Sun, May 26, 9:00 to 10:30am, TBA

Abstract

I propose a paper adapted from my recently submitted doctoral dissertation. It examines the first Haitian refugee crisis between 1972-1983, when thousands of Haitians fled to the US due to the policies of the Jean Claude Duvalier dictatorship. I use the methodologies of transnational social and intellectual history to examine American and Haitian-American advocacy for the refugees as well as efforts by the US Immigration and Naturalization Service to expel them.

My paper examines how US immigration authorities and advocates for the Haitians created parallel bureaucracies to elicit testimonies from Haitians, albeit to very different ends. US immigration officials elicited narratives from asylum seekers that attempted to show that they entered the US as economically motivated migrants, and thus were expellable. In contrast, advocates for the Haitians elicited rival affidavits from refugees. They attested that Duvalier government repression and its systemic creation of poverty caused refugees to flee Haiti, a cause which fulfilled the international legal requirements for asylum. My paper examines how Haitian asylum seekers negotiated the rival bureaucracies of asylum advocacy and the INS. I argue, that despite the deep inequality of power that separated refugees from their US and Haitian-American intermediaries, many asylum seekers carved out a limited agency for themselves. Over the course of their detention, they gained fluency in the repertoires of human rights language and asylum law. They crafted powerful narratives in which they expressed their ideas about justice in tandem with their condemnation of US immigration policy and the Duvalier regime.
____
* Your tasks
1. According to the abstract, between which years did the first Haitian refugee crisis take place?
2. Rewrite the abstract's paragraph beginning "I propose a paper" more briefly, keeping its main facts.
3. Repeat the part of the abstract starting at "Sun, May 26, 9:00" and ending at "to expel them.", word for word.

* Records
____
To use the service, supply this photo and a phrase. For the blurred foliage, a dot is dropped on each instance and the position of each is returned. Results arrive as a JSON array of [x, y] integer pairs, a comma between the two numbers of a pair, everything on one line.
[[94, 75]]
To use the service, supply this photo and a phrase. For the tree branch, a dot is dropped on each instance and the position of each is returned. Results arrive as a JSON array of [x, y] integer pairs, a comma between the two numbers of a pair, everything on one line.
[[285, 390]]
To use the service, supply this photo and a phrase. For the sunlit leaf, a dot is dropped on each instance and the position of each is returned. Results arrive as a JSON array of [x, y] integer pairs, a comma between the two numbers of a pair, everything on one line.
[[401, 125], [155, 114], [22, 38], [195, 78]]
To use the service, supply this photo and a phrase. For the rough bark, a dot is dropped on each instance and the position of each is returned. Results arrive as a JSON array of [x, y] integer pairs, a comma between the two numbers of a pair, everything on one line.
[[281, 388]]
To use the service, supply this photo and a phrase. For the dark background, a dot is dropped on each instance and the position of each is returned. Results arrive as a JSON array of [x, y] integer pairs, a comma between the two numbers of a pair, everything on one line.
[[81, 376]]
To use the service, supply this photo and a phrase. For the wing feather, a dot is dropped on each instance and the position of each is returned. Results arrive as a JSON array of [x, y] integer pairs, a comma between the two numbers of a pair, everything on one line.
____
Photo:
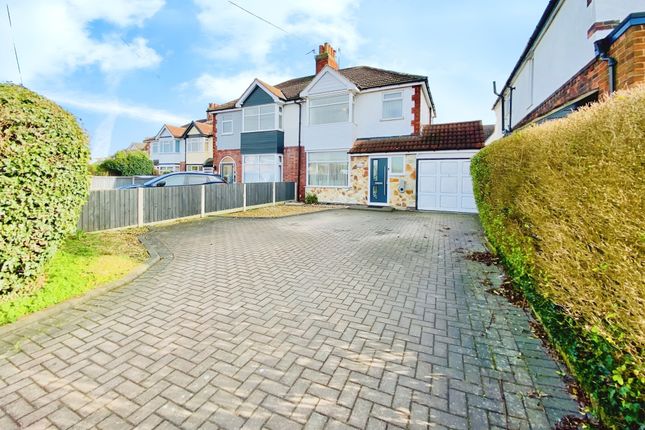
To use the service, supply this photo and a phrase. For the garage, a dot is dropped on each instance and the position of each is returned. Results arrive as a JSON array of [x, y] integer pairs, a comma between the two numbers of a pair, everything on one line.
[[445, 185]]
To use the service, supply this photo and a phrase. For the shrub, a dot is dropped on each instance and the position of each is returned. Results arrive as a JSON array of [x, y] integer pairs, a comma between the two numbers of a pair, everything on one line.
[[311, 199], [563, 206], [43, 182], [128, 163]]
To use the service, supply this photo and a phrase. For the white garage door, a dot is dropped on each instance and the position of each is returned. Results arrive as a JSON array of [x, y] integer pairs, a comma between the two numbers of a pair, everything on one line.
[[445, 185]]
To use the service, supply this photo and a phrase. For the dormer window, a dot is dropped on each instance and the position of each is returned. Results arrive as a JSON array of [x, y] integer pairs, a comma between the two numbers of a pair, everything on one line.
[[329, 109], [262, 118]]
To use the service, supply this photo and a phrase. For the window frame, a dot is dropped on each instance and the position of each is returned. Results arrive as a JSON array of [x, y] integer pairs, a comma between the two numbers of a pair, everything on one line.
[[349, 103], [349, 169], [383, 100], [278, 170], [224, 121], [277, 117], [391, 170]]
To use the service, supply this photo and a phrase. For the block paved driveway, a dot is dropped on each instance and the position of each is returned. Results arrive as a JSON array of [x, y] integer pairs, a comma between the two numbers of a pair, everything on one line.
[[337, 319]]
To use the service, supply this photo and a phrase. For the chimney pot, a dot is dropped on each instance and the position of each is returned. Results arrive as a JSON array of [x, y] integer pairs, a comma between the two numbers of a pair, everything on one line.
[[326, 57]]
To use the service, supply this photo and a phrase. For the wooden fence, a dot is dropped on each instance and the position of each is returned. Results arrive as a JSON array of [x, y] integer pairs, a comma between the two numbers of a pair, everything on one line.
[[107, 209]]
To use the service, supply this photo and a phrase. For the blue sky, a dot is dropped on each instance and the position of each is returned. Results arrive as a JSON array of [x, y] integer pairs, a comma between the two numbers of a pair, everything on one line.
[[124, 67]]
____
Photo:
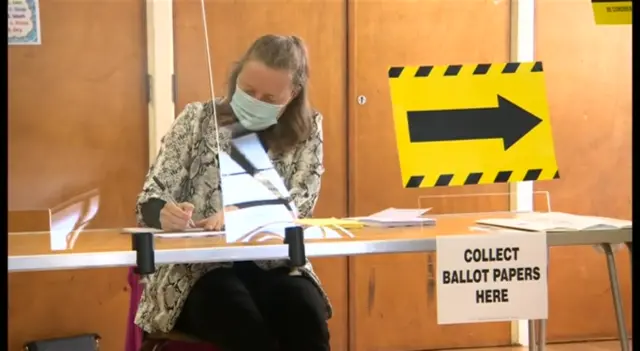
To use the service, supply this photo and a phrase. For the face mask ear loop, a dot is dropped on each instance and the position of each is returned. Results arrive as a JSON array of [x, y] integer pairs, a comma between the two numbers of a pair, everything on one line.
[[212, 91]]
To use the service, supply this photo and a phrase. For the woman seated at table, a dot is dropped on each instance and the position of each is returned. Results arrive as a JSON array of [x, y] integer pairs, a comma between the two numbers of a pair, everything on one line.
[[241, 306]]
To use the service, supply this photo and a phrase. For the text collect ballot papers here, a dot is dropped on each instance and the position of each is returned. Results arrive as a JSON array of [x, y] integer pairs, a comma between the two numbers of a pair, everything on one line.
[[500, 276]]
____
* Answers to the problems
1. Between 1972 and 1983.

2. The paper comes from a recently submitted doctoral dissertation. It studies the first Haitian refugee crisis (1972–1983), when thousands of Haitians fled to the US because of the Jean Claude Duvalier dictatorship's policies. Using transnational social and intellectual history, it looks at American and Haitian-American advocacy for the refugees and at the US Immigration and Naturalization Service's efforts to expel them.

3.
Sun, May 26, 9:00 to 10:30am, TBA

Abstract

I propose a paper adapted from my recently submitted doctoral dissertation. It examines the first Haitian refugee crisis between 1972-1983, when thousands of Haitians fled to the US due to the policies of the Jean Claude Duvalier dictatorship. I use the methodologies of transnational social and intellectual history to examine American and Haitian-American advocacy for the refugees as well as efforts by the US Immigration and Naturalization Service to expel them.